YOUR OBJECTIVE: What lines in the records below mention "curtain"? List them all.

[INFORMATION SHOWN]

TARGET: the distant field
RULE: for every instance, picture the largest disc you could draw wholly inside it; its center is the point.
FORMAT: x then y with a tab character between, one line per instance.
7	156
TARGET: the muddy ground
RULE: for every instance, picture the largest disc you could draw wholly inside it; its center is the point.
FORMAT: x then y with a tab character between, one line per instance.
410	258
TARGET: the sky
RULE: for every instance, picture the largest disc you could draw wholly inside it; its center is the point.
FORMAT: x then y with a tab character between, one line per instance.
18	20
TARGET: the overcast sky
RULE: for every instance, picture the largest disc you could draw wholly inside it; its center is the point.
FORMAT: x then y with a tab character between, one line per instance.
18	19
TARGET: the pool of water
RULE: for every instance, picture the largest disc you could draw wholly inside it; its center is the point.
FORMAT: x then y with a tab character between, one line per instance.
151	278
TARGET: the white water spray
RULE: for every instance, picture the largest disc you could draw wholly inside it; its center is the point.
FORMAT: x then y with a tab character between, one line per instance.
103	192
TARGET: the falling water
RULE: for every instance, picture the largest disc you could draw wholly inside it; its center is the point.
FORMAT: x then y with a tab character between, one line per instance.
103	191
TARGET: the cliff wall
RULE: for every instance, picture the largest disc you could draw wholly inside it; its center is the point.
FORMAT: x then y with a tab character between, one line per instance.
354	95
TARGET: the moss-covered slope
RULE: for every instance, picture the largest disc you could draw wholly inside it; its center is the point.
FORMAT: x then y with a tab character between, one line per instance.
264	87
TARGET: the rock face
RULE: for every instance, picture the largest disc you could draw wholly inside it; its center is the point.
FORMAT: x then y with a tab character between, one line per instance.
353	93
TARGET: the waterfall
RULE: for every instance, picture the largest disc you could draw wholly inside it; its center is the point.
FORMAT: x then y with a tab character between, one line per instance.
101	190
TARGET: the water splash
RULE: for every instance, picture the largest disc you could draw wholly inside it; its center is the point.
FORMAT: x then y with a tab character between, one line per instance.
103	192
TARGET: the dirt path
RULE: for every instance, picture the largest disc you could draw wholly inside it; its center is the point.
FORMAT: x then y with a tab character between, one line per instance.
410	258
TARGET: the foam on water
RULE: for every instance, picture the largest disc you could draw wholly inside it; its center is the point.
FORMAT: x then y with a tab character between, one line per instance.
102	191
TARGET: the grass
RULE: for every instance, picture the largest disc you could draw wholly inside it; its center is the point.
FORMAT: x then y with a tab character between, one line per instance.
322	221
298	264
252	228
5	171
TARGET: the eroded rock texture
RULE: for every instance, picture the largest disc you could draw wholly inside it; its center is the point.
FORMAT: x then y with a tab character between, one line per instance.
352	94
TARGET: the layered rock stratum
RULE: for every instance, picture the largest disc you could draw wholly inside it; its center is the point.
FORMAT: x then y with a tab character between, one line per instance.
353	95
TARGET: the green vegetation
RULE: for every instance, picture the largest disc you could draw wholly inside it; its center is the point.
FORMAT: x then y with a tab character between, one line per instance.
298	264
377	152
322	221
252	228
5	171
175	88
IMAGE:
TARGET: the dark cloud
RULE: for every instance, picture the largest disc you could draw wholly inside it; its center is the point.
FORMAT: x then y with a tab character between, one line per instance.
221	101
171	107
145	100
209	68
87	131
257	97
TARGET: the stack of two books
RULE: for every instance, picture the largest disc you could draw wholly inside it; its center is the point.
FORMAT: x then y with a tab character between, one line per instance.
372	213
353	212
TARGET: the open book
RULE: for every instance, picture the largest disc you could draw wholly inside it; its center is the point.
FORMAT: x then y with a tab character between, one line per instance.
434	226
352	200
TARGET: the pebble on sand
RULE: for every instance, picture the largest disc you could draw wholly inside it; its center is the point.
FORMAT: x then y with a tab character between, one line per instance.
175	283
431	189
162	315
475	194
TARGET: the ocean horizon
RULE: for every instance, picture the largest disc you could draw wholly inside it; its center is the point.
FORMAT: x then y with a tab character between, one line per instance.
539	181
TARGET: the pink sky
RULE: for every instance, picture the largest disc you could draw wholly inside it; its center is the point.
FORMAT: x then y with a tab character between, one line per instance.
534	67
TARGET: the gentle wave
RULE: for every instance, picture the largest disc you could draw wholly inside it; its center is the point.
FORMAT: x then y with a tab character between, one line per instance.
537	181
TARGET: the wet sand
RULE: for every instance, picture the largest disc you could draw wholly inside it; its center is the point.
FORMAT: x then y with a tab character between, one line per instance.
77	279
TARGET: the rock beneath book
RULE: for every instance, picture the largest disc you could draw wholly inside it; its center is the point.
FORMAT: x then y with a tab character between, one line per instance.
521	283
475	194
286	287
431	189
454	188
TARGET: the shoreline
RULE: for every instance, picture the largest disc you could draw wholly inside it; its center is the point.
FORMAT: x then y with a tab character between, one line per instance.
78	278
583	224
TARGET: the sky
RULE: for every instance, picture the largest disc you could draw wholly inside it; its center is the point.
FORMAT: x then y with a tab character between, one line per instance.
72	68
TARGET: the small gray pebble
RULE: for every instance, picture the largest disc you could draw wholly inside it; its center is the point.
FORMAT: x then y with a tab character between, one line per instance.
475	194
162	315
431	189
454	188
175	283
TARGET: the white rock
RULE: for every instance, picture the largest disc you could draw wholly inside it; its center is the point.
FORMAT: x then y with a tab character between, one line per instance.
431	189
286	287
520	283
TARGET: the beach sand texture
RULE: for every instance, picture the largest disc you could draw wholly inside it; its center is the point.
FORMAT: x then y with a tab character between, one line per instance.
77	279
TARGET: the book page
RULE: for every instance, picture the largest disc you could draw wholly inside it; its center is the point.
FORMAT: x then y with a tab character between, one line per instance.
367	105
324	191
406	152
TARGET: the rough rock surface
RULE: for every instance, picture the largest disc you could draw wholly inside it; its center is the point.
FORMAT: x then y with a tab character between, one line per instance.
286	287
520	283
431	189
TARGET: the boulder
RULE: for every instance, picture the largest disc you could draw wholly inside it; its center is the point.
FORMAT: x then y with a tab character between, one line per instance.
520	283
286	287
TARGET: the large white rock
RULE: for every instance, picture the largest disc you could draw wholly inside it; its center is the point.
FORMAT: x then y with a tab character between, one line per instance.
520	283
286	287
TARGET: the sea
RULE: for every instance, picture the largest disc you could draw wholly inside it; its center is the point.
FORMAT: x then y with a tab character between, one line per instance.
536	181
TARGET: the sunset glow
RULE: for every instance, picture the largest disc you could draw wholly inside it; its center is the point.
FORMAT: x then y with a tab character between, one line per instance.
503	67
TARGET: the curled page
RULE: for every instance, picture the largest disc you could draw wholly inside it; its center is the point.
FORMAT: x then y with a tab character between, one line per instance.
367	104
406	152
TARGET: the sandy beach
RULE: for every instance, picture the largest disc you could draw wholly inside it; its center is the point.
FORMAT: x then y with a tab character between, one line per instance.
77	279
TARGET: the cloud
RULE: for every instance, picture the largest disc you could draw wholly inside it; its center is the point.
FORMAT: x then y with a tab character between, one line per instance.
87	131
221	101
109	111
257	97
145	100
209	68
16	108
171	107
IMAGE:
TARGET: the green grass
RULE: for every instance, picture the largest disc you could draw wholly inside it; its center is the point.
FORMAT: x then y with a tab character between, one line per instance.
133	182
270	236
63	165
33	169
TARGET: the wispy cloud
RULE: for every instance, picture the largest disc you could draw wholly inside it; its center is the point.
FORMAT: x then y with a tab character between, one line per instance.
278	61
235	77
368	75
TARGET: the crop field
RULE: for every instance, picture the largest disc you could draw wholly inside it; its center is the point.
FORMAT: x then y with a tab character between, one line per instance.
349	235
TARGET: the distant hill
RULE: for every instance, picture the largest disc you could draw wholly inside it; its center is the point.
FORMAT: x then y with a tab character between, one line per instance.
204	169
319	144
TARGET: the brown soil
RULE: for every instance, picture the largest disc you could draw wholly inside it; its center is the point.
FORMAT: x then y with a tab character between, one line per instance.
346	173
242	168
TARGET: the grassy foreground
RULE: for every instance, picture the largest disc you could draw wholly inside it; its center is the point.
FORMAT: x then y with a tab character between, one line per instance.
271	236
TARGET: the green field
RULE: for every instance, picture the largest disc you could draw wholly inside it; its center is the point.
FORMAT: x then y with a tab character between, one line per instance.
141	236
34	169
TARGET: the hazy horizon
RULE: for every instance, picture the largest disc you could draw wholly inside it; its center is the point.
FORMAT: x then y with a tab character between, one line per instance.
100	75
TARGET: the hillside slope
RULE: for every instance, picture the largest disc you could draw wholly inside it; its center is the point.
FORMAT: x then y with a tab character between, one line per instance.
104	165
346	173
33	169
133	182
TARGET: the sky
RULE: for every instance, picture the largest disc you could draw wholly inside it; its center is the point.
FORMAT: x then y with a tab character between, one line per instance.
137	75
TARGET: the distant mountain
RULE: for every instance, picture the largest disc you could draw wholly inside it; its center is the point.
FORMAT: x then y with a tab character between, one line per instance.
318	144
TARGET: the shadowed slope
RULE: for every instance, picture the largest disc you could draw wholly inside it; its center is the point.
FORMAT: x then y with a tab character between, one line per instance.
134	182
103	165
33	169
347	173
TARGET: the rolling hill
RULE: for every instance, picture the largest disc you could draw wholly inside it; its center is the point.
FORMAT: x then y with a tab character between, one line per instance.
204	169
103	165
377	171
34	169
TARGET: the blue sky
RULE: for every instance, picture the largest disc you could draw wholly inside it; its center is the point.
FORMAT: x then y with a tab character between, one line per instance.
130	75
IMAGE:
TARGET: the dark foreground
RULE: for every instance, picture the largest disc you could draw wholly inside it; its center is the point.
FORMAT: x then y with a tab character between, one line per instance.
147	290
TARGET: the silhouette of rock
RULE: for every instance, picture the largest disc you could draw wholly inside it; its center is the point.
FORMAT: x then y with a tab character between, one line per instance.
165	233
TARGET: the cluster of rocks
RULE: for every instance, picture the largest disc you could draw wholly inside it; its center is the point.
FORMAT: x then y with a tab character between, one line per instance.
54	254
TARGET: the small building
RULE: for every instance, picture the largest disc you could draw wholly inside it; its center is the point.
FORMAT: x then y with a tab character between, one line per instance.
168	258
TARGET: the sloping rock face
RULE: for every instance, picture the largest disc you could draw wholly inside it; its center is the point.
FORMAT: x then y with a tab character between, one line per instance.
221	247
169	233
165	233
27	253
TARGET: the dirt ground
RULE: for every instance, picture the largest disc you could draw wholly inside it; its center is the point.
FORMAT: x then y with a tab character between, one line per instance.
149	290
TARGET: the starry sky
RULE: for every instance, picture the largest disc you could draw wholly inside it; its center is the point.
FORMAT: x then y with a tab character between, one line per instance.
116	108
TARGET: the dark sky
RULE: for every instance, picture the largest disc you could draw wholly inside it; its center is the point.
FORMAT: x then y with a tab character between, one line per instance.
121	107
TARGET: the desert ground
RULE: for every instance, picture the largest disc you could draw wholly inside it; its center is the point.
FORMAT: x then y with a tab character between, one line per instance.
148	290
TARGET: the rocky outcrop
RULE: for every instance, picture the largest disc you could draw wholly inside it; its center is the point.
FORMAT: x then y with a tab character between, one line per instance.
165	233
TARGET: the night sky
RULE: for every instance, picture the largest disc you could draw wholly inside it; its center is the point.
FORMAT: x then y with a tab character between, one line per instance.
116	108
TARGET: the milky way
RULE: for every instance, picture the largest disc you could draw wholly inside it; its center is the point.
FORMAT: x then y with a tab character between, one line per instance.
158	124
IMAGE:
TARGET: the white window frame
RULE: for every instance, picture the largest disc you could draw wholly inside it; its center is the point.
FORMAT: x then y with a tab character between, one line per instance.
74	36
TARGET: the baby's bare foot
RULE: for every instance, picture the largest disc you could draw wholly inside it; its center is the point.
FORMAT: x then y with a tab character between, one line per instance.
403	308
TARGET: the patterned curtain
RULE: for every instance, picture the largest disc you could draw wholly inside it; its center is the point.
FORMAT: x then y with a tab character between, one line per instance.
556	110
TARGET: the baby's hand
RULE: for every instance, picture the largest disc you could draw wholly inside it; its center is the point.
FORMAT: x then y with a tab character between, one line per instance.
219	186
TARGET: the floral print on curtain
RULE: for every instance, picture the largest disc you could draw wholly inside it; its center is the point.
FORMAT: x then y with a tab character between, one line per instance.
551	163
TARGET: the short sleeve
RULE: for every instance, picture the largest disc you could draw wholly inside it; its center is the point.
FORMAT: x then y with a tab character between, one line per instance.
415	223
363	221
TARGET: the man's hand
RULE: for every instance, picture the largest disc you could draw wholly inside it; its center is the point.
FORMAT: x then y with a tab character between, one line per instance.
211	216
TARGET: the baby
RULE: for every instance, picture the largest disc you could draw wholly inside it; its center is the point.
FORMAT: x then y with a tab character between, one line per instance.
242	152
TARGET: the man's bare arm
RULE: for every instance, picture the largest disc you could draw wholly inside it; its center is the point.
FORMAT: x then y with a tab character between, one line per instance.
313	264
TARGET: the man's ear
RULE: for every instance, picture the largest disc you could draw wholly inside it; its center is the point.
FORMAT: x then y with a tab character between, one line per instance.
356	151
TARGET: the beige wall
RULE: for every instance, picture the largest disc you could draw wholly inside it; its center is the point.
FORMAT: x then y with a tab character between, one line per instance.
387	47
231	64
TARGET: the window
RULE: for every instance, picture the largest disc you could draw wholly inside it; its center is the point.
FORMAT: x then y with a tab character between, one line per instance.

[/INFORMATION SHOWN]

RESPONSE AREA:
TARGET: the patterned curtain
TARGET: the floral print on curtain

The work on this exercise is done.